**Given exercise**
Print the passage of the alert management page from "Memory Alert" through "Profile for troubleshooting.", word for word.

**Page extract**
★ ★ ★ ★ ★

Manage Alerts
This topic introduces various alert items from different dimensions, including business continuity, cluster availability, and machine load, and provides corresponding resolutions.
In the following examples, all variables are prefixed with $
. They should be replaced according to your business environment. For example, $job_name
should be replaced with the corresponding Job Name in the Prometheus configuration, and $fe_leader
should be replaced with the IP address of the Leader FE.
Service Suspension Alerts
FE Service Suspension
PromSQL
count(up{group="fe", job="$job_name"}) >= 3
Alert Description
An alert is triggered when the number of active FE nodes falls below a specified value. You can adjust this value based on the actual number of FE nodes.
Resolution
Try to restart the suspended FE node.
BE Service Suspension
PromSQL
node_info{type="be_node_num", job="$job_name",state="dead"} > 1
Alert Description
An alert is triggered when more than one BE node is suspended.
Resolution
Try to restart the suspended BE node.
Machine Load Alerts
BE CPU Alert
PromSQL
(1-(sum(rate(starrocks_be_cpu{mode="idle", job="$job_name",instance=~".*"}[5m])) by (job, instance)) / (sum(rate(starrocks_be_cpu{job="$job_name",host=~".*"}[5m])) by (job, instance))) * 100 > 90
Alert Description
An alert is triggered when BE CPU Utilization exceeds 90%.
Resolution
Check whether there are large queries or large-scale data loading and forward the details to the support team for further investigation.
-
Use the
top
command to check resource usage by processes.top -Hp $be_pid
-
Use the
perf
command to collect and analyze performance data.# Execute the command for 1-2 minutes, and terminate it by pressing CTRL+C.
sudo perf top -p $be_pid -g >/tmp/perf.txt
In emergencies, to quickly restore service, you can try to restart the corresponding BE node after preserving the stack. An emergency here refers to a situation where the BE node's CPU utilization remains abnormally high, and no effective means are available to reduce CPU usage.
Memory Alert
PromSQL
(1-node_memory_MemAvailable_bytes{instance=~".*"}/node_memory_MemTotal_bytes{instance=~".*"})*100 > 90
Alert Description
An alert is triggered when memory usage exceeds 90%.
Resolution
Refer to the Get Heap Profile for troubleshooting.
- In emergencies, you can try to restart the corresponding BE service to restore the service. An emergency here refers to a situation where the BE node's memory usage remains abnormally high, and no effective means are available to reduce memory usage.
- If other mixed-deployed services are affecting the system, you may consider terminating those services in emergencies.
Disk Alerts
Disk Load Alert
PromSQL
rate(node_disk_io_time_seconds_total{instance=~".*"}[1m]) * 100 > 90
Alert Description
An alert is triggered when disk load exceeds 90%.
Resolution
If the cluster triggers a node_disk_io_time_seconds_total
alert, first check if there are any business changes. If so, consider rolling back the changes to maintain the previous resource balance. If no changes are identified or rollback is not possible, consider whether normal business growth is driving the need for resource expansion. You can use the iotop
tool to analyze disk I/O usage. iotop
has a UI similar to top
and includes information such as pid
, user
, and I/O.

★ ★ ★ ★ ★

[Dataset items on object locations]
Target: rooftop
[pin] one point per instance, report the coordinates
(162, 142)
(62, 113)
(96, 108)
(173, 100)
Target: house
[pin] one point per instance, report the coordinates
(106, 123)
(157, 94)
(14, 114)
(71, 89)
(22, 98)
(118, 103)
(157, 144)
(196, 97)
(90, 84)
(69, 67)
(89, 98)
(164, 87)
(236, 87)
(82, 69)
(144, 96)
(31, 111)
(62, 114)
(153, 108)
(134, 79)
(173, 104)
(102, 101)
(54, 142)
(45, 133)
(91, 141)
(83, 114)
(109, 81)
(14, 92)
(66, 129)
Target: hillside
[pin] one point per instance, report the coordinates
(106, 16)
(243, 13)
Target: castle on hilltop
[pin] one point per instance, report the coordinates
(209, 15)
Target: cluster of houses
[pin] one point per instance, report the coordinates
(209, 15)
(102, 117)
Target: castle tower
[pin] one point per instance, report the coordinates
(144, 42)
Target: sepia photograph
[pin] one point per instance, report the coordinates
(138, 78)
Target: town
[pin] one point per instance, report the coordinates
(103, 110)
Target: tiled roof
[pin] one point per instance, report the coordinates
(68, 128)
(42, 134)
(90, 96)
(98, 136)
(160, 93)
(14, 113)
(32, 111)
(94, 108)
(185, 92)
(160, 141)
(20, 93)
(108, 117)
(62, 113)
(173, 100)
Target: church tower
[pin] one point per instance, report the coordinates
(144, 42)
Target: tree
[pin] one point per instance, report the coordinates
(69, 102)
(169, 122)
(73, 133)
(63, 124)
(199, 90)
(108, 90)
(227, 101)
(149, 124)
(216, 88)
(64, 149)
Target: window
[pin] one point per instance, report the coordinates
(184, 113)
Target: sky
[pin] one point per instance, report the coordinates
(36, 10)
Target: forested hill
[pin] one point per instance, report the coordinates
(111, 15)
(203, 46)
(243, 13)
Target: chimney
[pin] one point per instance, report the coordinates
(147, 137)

★ ★ ★ ★ ★

**The result**
Memory Alert
PromSQL
(1-node_memory_MemAvailable_bytes{instance=~".*"}/node_memory_MemTotal_bytes{instance=~".*"})*100 > 90
Alert Description
An alert is triggered when memory usage exceeds 90%.
Resolution
Refer to the Get Heap Profile for troubleshooting.